(Recorded data)
__________________________________________________

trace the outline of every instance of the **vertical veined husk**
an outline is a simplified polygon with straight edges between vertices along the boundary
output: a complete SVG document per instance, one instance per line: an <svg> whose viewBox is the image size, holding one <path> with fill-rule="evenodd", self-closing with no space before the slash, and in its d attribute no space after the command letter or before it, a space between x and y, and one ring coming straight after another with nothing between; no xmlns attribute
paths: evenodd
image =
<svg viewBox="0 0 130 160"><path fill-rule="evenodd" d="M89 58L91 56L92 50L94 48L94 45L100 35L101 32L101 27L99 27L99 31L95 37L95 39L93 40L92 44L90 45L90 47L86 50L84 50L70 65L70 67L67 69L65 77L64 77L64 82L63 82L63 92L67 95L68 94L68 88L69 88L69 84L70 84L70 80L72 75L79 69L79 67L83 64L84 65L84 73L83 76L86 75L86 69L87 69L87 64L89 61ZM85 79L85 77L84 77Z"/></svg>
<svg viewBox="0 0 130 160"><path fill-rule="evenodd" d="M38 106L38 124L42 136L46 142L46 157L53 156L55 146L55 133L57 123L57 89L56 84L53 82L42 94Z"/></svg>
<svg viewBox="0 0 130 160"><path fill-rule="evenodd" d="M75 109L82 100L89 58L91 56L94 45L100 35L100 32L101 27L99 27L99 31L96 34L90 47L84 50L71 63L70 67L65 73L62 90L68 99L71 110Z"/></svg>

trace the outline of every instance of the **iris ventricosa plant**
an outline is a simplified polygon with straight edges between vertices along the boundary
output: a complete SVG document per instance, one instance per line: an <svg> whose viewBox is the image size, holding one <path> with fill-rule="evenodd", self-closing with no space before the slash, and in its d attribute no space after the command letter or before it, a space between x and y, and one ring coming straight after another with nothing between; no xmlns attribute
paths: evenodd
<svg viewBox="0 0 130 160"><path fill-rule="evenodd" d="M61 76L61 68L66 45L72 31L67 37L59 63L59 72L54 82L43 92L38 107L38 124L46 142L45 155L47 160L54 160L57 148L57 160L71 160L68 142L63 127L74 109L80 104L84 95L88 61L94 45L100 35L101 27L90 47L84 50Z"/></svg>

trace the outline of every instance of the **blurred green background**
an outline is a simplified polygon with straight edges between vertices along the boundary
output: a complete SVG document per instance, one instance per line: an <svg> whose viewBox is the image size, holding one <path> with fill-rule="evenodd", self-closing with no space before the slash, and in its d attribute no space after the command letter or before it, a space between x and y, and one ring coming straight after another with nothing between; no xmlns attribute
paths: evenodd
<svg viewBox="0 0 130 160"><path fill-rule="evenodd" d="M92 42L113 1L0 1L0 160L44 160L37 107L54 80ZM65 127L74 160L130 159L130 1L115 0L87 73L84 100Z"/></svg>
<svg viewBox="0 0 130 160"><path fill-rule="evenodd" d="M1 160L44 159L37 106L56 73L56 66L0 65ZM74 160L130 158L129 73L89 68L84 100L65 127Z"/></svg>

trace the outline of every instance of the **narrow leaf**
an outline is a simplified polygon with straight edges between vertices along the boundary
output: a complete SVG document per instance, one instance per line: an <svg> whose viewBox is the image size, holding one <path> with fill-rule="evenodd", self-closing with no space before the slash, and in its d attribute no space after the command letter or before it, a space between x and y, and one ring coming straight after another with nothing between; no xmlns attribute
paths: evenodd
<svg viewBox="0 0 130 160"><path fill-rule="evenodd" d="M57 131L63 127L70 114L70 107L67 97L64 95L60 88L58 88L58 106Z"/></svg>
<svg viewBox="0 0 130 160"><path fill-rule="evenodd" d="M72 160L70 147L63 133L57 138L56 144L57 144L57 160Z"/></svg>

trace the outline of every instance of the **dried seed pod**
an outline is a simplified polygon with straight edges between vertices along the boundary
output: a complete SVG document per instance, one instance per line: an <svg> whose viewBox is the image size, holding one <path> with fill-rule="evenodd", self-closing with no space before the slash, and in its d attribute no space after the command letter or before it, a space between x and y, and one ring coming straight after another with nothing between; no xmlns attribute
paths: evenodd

__________________________________________________

Without changing a single character, write out all of the entries.

trace the outline of every instance of the **vertical veined husk**
an outline is a simplified polygon with straight edges between vertices along the boundary
output: a complete SVG document per instance, one instance per line: an <svg> whose viewBox is the image size, holding one <path> with fill-rule="evenodd", self-closing with no space before the slash, and in its d attribute no space after the command letter or before it, a space between x and y, and one ring coming straight after another with nothing between; no xmlns attribute
paths: evenodd
image =
<svg viewBox="0 0 130 160"><path fill-rule="evenodd" d="M89 58L91 56L92 50L94 48L94 45L100 35L101 32L101 27L99 27L99 31L95 37L95 39L93 40L92 44L90 45L90 47L86 50L84 50L70 65L70 67L67 69L65 77L64 77L64 82L63 82L63 92L67 95L68 94L68 88L69 88L69 84L70 84L70 80L72 75L79 69L79 67L83 64L84 65L84 73L83 76L86 75L86 69L87 69L87 64L89 61ZM85 79L85 77L84 77Z"/></svg>
<svg viewBox="0 0 130 160"><path fill-rule="evenodd" d="M38 106L38 124L42 136L46 142L46 157L53 156L55 146L55 133L57 123L57 89L56 84L53 82L42 94Z"/></svg>
<svg viewBox="0 0 130 160"><path fill-rule="evenodd" d="M75 109L82 100L89 58L91 56L94 45L100 35L100 32L101 27L99 27L99 31L96 34L90 47L84 50L71 63L70 67L65 73L62 90L68 99L71 110Z"/></svg>

trace the outline of every instance of the **iris ventricosa plant**
an outline is a simplified polygon with straight edges between vertices along the boundary
output: a complete SVG document per instance, one instance per line: an <svg> whose viewBox is the image size, holding one <path> with fill-rule="evenodd", self-closing with no space before the slash, and in its d attribute no space after the command letter or before it, a space between x and y, and one ring coming straight after another with nothing between; no xmlns attribute
paths: evenodd
<svg viewBox="0 0 130 160"><path fill-rule="evenodd" d="M61 76L61 68L66 45L72 31L67 37L59 63L59 72L54 82L43 92L38 107L38 124L46 142L45 155L47 160L54 160L57 148L57 160L71 160L68 142L63 127L74 109L80 104L84 95L88 61L94 45L100 35L101 27L90 47L84 50Z"/></svg>

trace the outline of every instance of the **blurred green background**
an outline is a simplified polygon with straight edges between vertices along the boundary
output: a complete SVG document per instance, one instance per line: an <svg> whose viewBox is the image size, holding one <path> with fill-rule="evenodd", self-closing with no space before the slash, and in its d attribute no space after the command letter or before it, a space between x and y, and one ring coming straight after another with nothing between; no xmlns attribute
paths: evenodd
<svg viewBox="0 0 130 160"><path fill-rule="evenodd" d="M92 42L113 1L0 1L0 160L44 160L37 107L54 80ZM65 127L74 160L130 159L130 1L115 0L87 73L84 100Z"/></svg>
<svg viewBox="0 0 130 160"><path fill-rule="evenodd" d="M1 160L44 159L37 106L56 73L56 66L0 65ZM74 160L130 158L129 73L89 68L84 100L65 127Z"/></svg>

trace the outline of every instance of the **narrow leaf**
an outline is a simplified polygon with straight edges between vertices along the boundary
output: a complete SVG document per instance, one instance per line: an <svg> whose viewBox is the image size, holding one <path> with fill-rule="evenodd", self-closing with no space before the slash, and in its d attribute no space after the command letter or before it, a space between x and y, and one ring coming straight after another with nothing between; no xmlns attribute
paths: evenodd
<svg viewBox="0 0 130 160"><path fill-rule="evenodd" d="M57 131L63 127L70 114L70 107L67 97L64 95L60 88L58 88L58 106Z"/></svg>
<svg viewBox="0 0 130 160"><path fill-rule="evenodd" d="M72 160L70 147L63 133L57 138L56 144L57 144L57 160Z"/></svg>

trace the outline of every instance of the **dried seed pod**
an outline is a simplified polygon with straight edges between vertices along the boundary
output: a complete SVG document per instance, one instance per line: an <svg> whose viewBox is the image size, holding one <path> with fill-rule="evenodd", self-closing with no space before the slash, and in its d attribute no space after the command letter or before it, a space between x and y, and one ring coming straight after another with nothing between; no xmlns attribute
paths: evenodd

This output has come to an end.